Image point grounding data
####

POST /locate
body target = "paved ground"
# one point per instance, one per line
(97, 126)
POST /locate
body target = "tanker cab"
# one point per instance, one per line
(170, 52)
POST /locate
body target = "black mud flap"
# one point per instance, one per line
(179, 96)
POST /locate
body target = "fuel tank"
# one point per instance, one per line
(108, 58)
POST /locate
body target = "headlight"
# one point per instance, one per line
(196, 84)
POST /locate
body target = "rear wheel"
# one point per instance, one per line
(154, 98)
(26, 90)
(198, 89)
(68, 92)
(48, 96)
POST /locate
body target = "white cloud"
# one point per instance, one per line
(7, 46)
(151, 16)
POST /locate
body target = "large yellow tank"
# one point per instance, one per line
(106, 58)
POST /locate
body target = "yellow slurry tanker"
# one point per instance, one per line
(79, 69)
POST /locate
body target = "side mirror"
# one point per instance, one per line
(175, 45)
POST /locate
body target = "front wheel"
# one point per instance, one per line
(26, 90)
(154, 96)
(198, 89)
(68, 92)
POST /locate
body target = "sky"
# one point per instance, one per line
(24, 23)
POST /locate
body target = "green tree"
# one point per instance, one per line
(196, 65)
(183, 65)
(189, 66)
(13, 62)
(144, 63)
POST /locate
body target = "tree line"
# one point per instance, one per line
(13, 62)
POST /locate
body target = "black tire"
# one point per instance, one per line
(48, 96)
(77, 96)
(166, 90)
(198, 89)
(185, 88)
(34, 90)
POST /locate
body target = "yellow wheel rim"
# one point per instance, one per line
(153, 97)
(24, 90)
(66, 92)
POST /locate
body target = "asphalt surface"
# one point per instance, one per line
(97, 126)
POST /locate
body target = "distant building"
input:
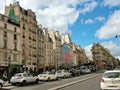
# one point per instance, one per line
(102, 56)
(10, 41)
(28, 30)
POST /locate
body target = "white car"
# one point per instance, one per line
(1, 83)
(110, 80)
(63, 73)
(24, 78)
(47, 76)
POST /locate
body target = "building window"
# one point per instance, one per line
(5, 44)
(15, 46)
(15, 29)
(23, 26)
(5, 34)
(15, 57)
(23, 35)
(15, 37)
(5, 26)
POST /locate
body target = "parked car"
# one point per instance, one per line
(74, 72)
(84, 70)
(47, 76)
(63, 73)
(24, 78)
(110, 80)
(1, 83)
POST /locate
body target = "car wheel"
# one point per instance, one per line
(57, 78)
(0, 86)
(37, 81)
(48, 79)
(24, 82)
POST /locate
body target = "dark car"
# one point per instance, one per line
(1, 83)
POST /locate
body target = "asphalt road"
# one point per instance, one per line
(83, 82)
(90, 84)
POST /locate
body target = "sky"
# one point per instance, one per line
(86, 21)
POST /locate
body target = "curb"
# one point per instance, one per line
(68, 84)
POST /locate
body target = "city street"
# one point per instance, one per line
(83, 82)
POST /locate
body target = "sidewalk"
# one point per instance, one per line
(6, 84)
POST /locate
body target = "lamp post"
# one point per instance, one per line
(9, 63)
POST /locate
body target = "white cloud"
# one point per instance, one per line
(100, 19)
(114, 49)
(88, 7)
(112, 3)
(111, 46)
(89, 21)
(55, 14)
(88, 50)
(2, 6)
(84, 33)
(111, 27)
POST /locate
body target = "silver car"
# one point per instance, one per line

####

- AIM OF THE EXERCISE -
Report every line of the entries that carries the word "black".

- FINAL ANSWER -
body target = "black mud flap"
body target = "black tire"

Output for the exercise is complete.